• _Your objective_:
Examine each line of the data. Copy those that contain the string "instance".

• _Task material_:
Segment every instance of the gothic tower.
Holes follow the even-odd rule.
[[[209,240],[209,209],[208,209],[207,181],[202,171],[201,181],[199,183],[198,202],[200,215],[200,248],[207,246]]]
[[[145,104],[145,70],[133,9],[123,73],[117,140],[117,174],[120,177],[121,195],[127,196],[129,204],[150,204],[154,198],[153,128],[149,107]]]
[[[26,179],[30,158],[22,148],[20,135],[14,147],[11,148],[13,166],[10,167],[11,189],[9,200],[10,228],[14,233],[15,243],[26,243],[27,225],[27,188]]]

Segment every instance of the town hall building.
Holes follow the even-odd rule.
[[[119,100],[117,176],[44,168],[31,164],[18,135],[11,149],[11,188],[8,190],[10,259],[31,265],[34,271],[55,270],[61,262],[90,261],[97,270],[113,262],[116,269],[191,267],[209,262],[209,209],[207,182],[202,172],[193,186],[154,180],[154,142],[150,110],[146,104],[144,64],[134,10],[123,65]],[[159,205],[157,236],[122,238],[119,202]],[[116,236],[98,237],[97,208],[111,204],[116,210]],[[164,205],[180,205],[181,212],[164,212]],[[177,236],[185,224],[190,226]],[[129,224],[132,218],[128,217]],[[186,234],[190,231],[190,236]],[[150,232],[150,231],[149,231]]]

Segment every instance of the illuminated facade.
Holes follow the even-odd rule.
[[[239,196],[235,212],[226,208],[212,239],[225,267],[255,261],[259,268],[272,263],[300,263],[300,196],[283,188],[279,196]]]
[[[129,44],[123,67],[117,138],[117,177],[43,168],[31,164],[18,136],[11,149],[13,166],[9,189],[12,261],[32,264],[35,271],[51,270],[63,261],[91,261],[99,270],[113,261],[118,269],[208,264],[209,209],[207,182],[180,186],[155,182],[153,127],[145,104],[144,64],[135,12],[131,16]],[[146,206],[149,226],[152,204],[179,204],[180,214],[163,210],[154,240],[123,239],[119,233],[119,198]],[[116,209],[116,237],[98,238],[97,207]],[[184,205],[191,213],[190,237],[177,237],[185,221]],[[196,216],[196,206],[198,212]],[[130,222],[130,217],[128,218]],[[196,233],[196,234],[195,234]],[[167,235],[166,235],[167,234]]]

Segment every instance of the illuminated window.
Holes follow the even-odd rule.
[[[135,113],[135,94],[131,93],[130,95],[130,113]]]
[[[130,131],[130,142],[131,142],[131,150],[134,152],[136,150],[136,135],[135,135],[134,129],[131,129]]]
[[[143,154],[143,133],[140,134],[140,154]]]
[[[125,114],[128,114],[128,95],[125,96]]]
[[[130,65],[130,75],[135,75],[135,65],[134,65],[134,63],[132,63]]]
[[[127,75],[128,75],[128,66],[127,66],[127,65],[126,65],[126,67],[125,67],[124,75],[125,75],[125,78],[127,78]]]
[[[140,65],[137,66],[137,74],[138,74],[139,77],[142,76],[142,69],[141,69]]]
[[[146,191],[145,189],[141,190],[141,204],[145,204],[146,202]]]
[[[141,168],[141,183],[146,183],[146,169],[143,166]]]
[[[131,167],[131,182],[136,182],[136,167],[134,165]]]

• _Worked solution_:
Segment every instance of the gothic tower.
Segment every instance of the town hall building.
Segment every instance of the illuminated facade.
Segment every instance of the illuminated window.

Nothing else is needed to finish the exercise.